**What is expected:**
Gather each line of the items below that contains the word "reflected", matching uppercase and lowercase exactly.

**Record excerpts:**
########

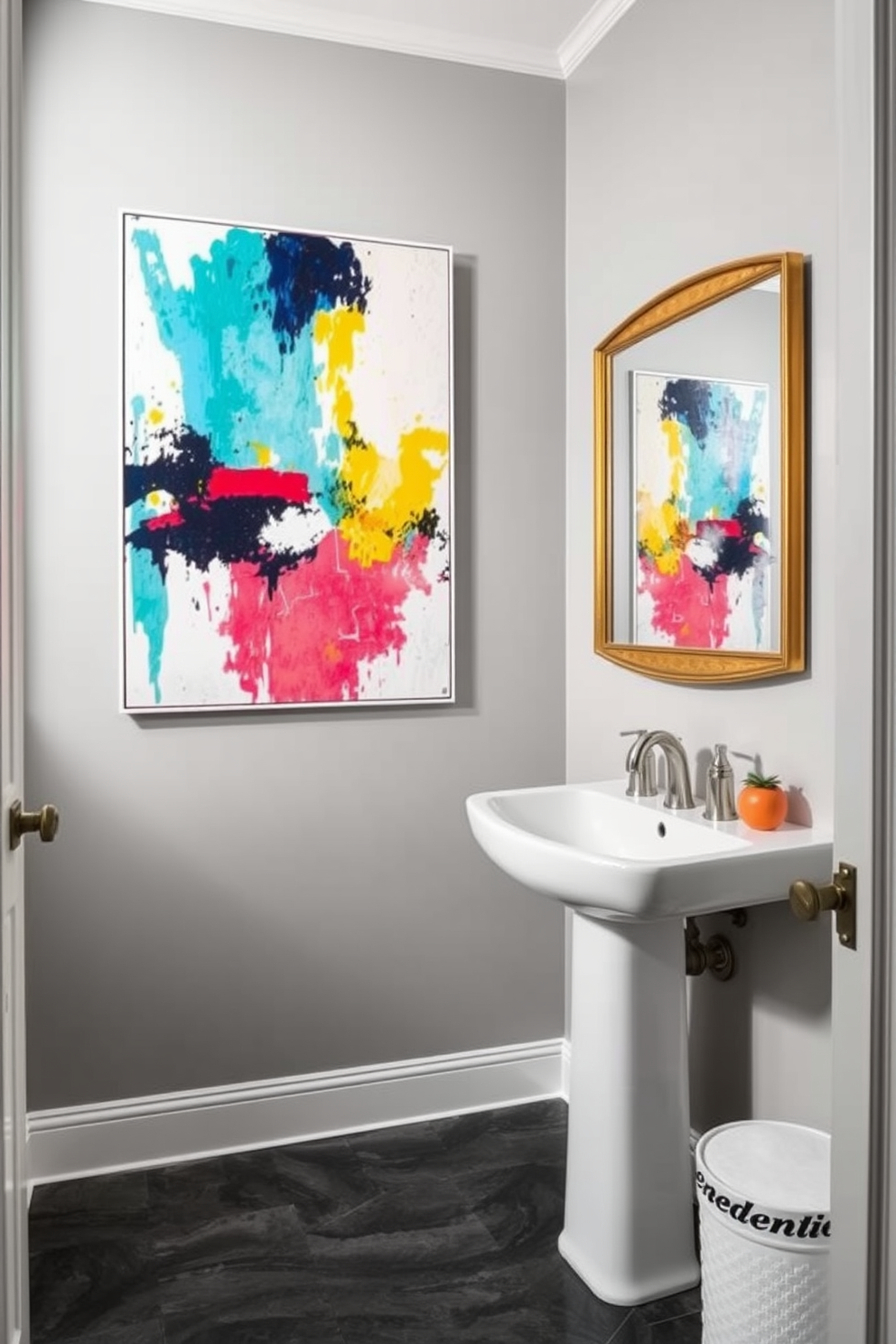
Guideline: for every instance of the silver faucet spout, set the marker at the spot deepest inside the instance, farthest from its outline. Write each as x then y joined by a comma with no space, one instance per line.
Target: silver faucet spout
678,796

########

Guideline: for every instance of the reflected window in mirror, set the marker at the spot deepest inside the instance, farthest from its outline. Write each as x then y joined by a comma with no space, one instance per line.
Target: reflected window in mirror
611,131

########

**Response for this exercise:**
Guideline: for every instance of the reflected window in mirror, set the marker at the spot deepest inside the instance, farthest from its outline. Write each as x then y joined by a comma with no space, one instance per line.
Target: reflected window in mirror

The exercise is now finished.